* _Given problem 1_
Reproduce verbatim the entries between the line containing "wall in the photo above." and the end of the entries, inclusive.

* _Given text_
Iruya and Salinas Grande Salt Flats

Life at 14,000 feet in the Andes


Excursion to Iruya

To explore the rugged Argentine countryside of the Quebrada requires a four-wheel drive vehicle. Many of the roads are unpaved, twisty and narrow. Unless you are familiar with driving in these conditions, I highly recommend booking an excursion with a local tour company. The variety of tour companies run the gamut from small busses that carry up to 24 people to Land Rover-type vehicles that accommodate four and a driver. Personally, I like very small groups. Ask your hotel for their recommendations. We were lucky in meeting another couple who wanted to visit the same places allowing us to split the cost of the excursions - AR$130 (US$35) per person for each excursion (both 12-hours long).

The journey to Iruya stopped first at a monument marking the Tropic of Capricorn, an interesting travel curiosity, but a short distance beyond is the tiny, ancient village of Uquia. Surrounded by towering cardones cactus and the red walls of the Quebrada, at its center is the historic 17th century Iglesia de San Francisco de Paula, little changed in the past 400 years. Inside is a priceless 17th century collection of the Angeles Arcabuceros (Angles with Guns). The paintings depict winged anglesfully dressed as conquistadors baring guns and swords - not too subtle Spanish Colonial propaganda. Such paintings are rare and well worth the stop. (Unfortunately, interior photos are not allowed).

(travel companion in front of a 200-year old cardones cactus)

The next stop, at my suggestion, was at a road side shrine to folk hero Gauchito Gil. Throughout Argentina, shines to this 19th century gaucho Robin Hood are visible on rural road sides identifiably draped with red banners. He is especially revered in the North where he led a peasant rebellion against landowners, was captured and executed. Numerous miracles have been attributed to Gauchito Gil, and he has a large cult-like following.

At other villages I saw the labor union C.T.A's flag with the odd triumvirate of Che Guevara, Evita Peron and Gauchito Gil - the saints of the shirtless ones - with Tupac Amaru - last ruling 16th century Inca - printed under their pictures. When advocating for workers, Icons can be powerful, no matter that these individuals would have disagreed on many topics.

* _Given problem 2_
Using the Iruya excursion text, say whether each statement agrees with it, answering yes or no and quoting the words that decide it. (a) Each excursion cost AR$130 per person. (b) Photos may be taken inside the Iglesia de San Francisco de Paula. (c) Gauchito Gil is especially revered in the South of Argentina.

* _Exercise material_
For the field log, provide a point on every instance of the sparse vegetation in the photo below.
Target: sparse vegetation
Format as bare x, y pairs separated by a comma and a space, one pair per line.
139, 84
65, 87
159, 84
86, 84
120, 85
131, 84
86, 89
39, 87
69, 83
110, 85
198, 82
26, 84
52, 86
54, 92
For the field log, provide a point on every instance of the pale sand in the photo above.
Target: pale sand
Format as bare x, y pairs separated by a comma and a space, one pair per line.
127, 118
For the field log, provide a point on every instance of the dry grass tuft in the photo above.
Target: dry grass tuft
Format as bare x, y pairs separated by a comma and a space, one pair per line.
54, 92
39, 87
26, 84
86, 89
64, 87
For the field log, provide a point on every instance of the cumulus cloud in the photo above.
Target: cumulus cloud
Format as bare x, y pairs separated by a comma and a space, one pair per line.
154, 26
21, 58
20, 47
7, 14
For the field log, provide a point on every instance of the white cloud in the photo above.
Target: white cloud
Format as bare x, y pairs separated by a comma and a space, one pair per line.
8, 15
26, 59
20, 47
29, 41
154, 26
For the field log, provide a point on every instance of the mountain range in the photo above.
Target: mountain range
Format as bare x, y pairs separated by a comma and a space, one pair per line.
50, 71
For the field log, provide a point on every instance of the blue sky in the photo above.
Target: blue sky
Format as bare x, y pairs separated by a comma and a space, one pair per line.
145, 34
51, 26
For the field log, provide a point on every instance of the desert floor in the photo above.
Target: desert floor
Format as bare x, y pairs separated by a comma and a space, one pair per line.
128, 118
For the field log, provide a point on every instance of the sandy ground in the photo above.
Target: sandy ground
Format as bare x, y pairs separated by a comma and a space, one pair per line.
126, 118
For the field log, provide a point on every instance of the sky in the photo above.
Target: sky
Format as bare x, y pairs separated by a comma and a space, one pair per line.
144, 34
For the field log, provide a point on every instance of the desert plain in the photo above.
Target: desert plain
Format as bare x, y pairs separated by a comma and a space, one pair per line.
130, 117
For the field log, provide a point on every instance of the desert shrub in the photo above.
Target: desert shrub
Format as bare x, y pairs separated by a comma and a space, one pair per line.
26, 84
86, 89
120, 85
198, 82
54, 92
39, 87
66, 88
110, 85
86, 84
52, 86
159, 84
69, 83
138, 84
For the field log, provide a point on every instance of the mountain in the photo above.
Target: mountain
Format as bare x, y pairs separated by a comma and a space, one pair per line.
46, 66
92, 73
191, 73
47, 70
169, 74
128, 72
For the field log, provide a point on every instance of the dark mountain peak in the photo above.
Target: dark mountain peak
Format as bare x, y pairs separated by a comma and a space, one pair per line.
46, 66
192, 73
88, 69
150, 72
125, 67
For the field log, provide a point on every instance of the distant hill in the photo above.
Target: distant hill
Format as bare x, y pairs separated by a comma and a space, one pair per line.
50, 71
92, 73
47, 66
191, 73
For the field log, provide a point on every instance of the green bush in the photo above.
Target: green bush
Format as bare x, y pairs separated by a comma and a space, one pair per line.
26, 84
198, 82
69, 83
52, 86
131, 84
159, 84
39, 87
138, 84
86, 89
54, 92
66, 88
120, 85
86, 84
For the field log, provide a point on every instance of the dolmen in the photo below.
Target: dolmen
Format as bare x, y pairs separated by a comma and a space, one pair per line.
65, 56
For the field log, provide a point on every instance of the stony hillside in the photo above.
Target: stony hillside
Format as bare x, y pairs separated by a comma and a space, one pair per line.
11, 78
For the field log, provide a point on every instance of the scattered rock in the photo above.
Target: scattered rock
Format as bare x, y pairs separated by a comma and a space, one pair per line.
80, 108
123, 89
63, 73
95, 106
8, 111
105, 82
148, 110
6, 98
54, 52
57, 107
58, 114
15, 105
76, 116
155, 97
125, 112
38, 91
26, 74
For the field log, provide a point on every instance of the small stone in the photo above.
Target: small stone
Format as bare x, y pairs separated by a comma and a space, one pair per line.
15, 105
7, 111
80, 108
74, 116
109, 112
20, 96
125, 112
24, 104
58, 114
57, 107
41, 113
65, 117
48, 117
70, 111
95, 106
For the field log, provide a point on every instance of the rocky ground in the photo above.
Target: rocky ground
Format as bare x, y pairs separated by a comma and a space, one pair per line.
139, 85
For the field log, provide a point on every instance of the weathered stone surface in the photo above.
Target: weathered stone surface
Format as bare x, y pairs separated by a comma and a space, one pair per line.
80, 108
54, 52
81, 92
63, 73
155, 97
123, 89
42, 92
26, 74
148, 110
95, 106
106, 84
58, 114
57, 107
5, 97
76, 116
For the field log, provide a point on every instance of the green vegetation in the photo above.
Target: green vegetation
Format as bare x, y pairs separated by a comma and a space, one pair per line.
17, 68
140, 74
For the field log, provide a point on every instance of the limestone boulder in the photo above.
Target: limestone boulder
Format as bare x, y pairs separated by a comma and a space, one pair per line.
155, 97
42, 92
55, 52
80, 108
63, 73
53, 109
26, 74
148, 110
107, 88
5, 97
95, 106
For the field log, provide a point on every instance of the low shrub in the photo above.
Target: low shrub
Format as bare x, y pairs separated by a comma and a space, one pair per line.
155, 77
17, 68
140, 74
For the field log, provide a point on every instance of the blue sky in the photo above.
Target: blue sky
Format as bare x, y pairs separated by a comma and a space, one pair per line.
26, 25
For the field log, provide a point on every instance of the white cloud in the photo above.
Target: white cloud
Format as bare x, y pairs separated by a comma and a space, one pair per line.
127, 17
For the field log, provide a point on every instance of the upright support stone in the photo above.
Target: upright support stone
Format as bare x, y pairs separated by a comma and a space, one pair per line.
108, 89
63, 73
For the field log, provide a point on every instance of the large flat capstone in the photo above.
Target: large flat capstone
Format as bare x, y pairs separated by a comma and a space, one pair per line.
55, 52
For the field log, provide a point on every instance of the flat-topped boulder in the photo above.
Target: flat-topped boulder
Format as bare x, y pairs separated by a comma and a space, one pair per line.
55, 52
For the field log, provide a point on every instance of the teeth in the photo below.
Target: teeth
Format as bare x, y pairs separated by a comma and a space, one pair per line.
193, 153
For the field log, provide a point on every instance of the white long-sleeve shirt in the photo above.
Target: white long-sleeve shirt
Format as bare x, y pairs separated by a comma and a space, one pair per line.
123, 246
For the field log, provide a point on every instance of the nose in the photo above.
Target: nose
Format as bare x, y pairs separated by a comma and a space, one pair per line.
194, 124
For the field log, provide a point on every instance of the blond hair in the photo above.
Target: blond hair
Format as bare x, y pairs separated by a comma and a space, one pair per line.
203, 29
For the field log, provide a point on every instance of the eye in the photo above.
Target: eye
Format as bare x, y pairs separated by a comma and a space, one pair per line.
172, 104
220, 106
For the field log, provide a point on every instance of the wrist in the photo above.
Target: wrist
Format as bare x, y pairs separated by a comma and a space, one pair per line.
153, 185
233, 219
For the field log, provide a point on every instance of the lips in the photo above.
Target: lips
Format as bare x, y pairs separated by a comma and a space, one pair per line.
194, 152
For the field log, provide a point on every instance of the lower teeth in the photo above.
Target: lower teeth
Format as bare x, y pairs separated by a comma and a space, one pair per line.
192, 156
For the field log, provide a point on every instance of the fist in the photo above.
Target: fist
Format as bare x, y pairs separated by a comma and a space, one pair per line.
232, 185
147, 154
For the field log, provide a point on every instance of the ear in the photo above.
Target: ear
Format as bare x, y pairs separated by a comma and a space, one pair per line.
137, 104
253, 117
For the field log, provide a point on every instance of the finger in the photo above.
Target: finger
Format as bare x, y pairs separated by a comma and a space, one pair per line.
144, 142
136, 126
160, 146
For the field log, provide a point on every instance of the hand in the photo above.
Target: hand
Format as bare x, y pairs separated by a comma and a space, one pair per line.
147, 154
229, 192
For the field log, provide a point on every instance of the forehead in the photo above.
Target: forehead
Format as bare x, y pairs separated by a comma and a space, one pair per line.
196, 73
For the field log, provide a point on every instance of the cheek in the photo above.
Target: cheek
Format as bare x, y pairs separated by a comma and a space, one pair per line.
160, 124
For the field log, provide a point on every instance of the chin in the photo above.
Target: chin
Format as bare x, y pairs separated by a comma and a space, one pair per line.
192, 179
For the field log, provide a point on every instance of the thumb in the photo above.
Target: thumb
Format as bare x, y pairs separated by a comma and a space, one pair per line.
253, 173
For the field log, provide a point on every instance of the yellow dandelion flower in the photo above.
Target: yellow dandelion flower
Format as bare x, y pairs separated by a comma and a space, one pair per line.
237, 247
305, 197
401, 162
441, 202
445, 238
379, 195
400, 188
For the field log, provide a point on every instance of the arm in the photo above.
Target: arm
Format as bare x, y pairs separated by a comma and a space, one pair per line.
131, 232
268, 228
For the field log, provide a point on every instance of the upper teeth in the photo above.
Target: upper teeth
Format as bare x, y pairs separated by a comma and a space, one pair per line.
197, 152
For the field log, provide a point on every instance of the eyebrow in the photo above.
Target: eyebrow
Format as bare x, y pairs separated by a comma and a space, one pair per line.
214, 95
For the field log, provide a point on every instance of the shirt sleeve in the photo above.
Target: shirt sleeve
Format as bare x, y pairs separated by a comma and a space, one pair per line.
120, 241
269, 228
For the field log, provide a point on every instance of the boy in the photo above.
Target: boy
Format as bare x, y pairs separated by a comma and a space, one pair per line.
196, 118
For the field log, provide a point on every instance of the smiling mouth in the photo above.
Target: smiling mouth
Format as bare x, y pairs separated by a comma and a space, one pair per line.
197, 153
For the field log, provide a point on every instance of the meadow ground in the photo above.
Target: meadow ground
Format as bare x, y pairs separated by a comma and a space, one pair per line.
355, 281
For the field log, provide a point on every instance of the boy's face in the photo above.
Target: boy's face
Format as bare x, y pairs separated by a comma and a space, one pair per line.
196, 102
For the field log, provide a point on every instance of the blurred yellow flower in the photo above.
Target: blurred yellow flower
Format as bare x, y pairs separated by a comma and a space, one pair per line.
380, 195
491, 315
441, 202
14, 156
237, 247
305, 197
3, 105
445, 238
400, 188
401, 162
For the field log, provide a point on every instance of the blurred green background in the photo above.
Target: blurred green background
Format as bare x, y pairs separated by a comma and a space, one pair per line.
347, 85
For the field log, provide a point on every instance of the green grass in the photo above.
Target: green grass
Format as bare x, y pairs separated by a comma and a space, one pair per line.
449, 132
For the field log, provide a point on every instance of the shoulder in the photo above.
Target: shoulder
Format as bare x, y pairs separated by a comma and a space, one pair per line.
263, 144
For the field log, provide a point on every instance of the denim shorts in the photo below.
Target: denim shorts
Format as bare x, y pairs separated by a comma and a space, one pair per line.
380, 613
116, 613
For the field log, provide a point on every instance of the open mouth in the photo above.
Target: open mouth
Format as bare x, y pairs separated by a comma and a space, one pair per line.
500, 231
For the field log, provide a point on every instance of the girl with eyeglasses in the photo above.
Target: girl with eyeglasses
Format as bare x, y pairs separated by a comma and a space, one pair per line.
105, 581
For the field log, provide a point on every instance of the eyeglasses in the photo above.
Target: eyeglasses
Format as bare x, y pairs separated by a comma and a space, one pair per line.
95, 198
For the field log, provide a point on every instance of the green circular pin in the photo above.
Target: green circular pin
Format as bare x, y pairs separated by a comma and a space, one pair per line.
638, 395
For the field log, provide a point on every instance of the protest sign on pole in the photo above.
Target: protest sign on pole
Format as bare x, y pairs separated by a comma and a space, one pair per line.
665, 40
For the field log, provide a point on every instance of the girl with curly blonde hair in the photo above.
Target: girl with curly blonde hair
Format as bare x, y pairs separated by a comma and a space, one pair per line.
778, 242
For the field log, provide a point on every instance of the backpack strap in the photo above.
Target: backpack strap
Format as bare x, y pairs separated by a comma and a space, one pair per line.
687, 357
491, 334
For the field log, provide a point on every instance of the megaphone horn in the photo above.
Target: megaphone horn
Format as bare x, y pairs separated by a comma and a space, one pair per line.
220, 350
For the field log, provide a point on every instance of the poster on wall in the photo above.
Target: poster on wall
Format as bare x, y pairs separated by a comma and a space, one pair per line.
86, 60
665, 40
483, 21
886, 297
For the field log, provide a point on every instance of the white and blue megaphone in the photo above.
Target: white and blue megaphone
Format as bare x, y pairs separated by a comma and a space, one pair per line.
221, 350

* _Worked answer 1_
For the field log, provide a point on every instance of the poster on wall in the photo above.
Target: poster on wall
Format as bare x, y pairs separated by a comma and a space, one pair per line.
86, 60
665, 40
483, 21
886, 297
For the field log, provide a point on every instance of the white and blue megaphone in the photo above.
Target: white and blue megaphone
Format as bare x, y pairs separated by a comma and a space, one pair per line.
221, 350

* _Worked answer 2_
(a) Yes: "AR$130 (US$35) per person for each excursion"
(b) No: "interior photos are not allowed"
(c) No: "He is especially revered in the North"